[Opening Supplied material section]

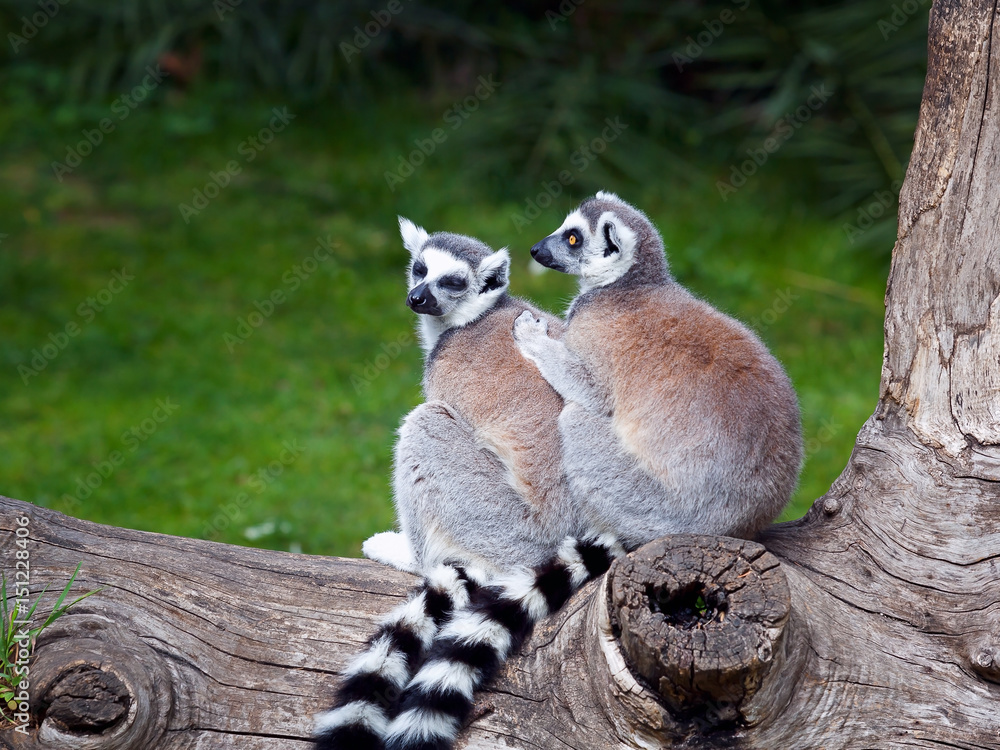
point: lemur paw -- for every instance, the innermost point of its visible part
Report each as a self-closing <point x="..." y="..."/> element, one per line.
<point x="530" y="333"/>
<point x="391" y="548"/>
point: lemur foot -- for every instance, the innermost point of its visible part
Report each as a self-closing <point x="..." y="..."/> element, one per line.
<point x="391" y="548"/>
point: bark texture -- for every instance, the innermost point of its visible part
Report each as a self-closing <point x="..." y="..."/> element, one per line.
<point x="874" y="622"/>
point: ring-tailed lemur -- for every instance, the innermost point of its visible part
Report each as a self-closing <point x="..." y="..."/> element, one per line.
<point x="478" y="480"/>
<point x="695" y="424"/>
<point x="677" y="419"/>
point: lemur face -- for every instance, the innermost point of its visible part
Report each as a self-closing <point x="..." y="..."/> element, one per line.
<point x="594" y="242"/>
<point x="452" y="277"/>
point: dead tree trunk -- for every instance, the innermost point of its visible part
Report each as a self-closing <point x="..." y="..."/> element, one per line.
<point x="874" y="622"/>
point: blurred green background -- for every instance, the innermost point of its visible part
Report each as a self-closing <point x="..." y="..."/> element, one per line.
<point x="202" y="328"/>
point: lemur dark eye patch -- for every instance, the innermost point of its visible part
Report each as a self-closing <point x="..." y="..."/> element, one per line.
<point x="453" y="283"/>
<point x="610" y="246"/>
<point x="573" y="239"/>
<point x="493" y="281"/>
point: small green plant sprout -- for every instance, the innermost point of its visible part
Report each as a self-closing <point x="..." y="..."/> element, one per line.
<point x="17" y="640"/>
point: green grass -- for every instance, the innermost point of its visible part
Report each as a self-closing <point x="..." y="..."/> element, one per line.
<point x="197" y="471"/>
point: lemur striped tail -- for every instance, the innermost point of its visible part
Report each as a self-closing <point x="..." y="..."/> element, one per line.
<point x="472" y="646"/>
<point x="373" y="682"/>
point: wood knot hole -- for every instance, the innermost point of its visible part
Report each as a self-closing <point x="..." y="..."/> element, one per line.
<point x="87" y="700"/>
<point x="691" y="606"/>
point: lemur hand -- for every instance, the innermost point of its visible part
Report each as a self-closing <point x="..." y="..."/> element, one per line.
<point x="531" y="335"/>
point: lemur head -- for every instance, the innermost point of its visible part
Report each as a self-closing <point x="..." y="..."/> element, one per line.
<point x="605" y="240"/>
<point x="452" y="277"/>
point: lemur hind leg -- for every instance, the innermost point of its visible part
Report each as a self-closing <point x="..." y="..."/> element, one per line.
<point x="455" y="502"/>
<point x="613" y="493"/>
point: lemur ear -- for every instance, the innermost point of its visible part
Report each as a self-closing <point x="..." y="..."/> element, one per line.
<point x="612" y="244"/>
<point x="413" y="236"/>
<point x="493" y="271"/>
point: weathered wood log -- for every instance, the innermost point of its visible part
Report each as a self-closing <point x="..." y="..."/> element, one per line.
<point x="874" y="622"/>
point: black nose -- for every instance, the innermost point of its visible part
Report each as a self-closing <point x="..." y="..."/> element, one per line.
<point x="421" y="300"/>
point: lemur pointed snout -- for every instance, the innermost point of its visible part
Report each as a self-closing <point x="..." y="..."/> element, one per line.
<point x="421" y="300"/>
<point x="542" y="255"/>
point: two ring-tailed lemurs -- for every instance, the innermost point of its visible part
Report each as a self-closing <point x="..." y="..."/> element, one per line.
<point x="478" y="481"/>
<point x="676" y="419"/>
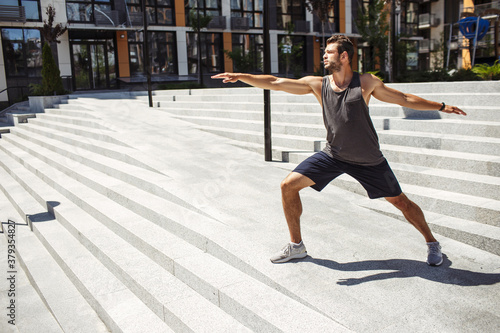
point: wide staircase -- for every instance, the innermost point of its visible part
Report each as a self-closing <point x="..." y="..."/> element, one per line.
<point x="103" y="243"/>
<point x="448" y="164"/>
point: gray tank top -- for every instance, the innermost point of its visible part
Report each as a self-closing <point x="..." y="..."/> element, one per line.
<point x="351" y="136"/>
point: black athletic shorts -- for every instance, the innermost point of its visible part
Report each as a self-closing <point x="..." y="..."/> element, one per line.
<point x="378" y="180"/>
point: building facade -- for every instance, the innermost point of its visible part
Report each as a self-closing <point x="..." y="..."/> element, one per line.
<point x="104" y="45"/>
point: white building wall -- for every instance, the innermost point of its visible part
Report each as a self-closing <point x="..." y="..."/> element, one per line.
<point x="3" y="80"/>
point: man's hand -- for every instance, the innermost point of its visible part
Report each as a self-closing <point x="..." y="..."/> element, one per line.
<point x="453" y="109"/>
<point x="227" y="77"/>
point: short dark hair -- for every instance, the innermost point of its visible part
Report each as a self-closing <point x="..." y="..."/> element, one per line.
<point x="343" y="44"/>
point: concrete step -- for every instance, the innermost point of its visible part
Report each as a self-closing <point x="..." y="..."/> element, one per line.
<point x="469" y="183"/>
<point x="96" y="134"/>
<point x="460" y="126"/>
<point x="433" y="197"/>
<point x="442" y="159"/>
<point x="472" y="208"/>
<point x="140" y="177"/>
<point x="474" y="113"/>
<point x="119" y="308"/>
<point x="118" y="152"/>
<point x="86" y="114"/>
<point x="72" y="120"/>
<point x="481" y="236"/>
<point x="439" y="141"/>
<point x="210" y="277"/>
<point x="29" y="312"/>
<point x="297" y="142"/>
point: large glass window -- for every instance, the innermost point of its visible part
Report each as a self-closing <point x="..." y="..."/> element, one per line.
<point x="83" y="10"/>
<point x="291" y="53"/>
<point x="31" y="8"/>
<point x="211" y="52"/>
<point x="252" y="9"/>
<point x="290" y="11"/>
<point x="206" y="7"/>
<point x="409" y="19"/>
<point x="248" y="52"/>
<point x="22" y="49"/>
<point x="160" y="12"/>
<point x="162" y="53"/>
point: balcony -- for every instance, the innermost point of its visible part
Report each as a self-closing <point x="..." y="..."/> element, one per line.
<point x="12" y="14"/>
<point x="217" y="22"/>
<point x="428" y="45"/>
<point x="240" y="23"/>
<point x="302" y="26"/>
<point x="427" y="20"/>
<point x="106" y="17"/>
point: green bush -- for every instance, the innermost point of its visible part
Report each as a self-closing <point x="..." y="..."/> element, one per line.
<point x="487" y="72"/>
<point x="51" y="76"/>
<point x="464" y="75"/>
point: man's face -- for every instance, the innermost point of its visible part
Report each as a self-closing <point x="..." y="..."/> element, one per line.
<point x="331" y="58"/>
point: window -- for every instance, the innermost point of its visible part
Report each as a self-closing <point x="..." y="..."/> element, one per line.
<point x="290" y="11"/>
<point x="252" y="9"/>
<point x="207" y="7"/>
<point x="83" y="10"/>
<point x="409" y="19"/>
<point x="136" y="54"/>
<point x="211" y="52"/>
<point x="162" y="50"/>
<point x="249" y="52"/>
<point x="291" y="53"/>
<point x="22" y="49"/>
<point x="31" y="8"/>
<point x="160" y="12"/>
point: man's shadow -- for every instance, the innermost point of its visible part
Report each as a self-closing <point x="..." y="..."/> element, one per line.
<point x="404" y="268"/>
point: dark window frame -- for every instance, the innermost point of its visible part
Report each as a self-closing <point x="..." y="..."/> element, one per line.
<point x="253" y="14"/>
<point x="24" y="52"/>
<point x="296" y="11"/>
<point x="92" y="4"/>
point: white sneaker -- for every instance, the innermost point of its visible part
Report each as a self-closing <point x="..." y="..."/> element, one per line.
<point x="290" y="251"/>
<point x="434" y="255"/>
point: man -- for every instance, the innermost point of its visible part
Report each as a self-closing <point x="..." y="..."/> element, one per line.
<point x="352" y="143"/>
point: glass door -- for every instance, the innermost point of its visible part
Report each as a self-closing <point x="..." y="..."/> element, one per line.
<point x="93" y="65"/>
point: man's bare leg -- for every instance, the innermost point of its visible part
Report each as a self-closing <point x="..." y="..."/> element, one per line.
<point x="413" y="214"/>
<point x="292" y="205"/>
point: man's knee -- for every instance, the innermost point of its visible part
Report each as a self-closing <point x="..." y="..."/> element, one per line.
<point x="294" y="182"/>
<point x="401" y="202"/>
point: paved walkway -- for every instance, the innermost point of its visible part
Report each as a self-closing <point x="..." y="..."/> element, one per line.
<point x="365" y="270"/>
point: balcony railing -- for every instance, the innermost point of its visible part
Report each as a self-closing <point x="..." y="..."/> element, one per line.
<point x="428" y="45"/>
<point x="240" y="23"/>
<point x="217" y="22"/>
<point x="428" y="20"/>
<point x="12" y="14"/>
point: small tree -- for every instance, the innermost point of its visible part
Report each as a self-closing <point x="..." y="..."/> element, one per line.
<point x="197" y="23"/>
<point x="244" y="61"/>
<point x="50" y="32"/>
<point x="51" y="76"/>
<point x="373" y="26"/>
<point x="487" y="72"/>
<point x="321" y="8"/>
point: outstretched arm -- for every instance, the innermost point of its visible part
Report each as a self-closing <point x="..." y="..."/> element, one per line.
<point x="389" y="95"/>
<point x="305" y="85"/>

[Closing Supplied material section]

None of the lines before the one containing "point: balcony railing" belong in the answer; reproduce that line and all later lines of the records exactly.

point: balcony railing -- for every instance, the innermost point of its visible part
Report each as a self-closing <point x="..." y="..."/> element, one per line.
<point x="428" y="45"/>
<point x="240" y="23"/>
<point x="217" y="22"/>
<point x="428" y="20"/>
<point x="12" y="14"/>
point: small tree -- for every instance, the innermost point of its visible part
Report each as a self-closing <point x="..." y="..."/> element, one per line.
<point x="197" y="23"/>
<point x="244" y="61"/>
<point x="50" y="32"/>
<point x="51" y="76"/>
<point x="373" y="26"/>
<point x="487" y="72"/>
<point x="321" y="8"/>
point: outstretched arm -- for every instance, the innermost point of its visible part
Report each as a self-closing <point x="..." y="..."/> element, one per line.
<point x="389" y="95"/>
<point x="305" y="85"/>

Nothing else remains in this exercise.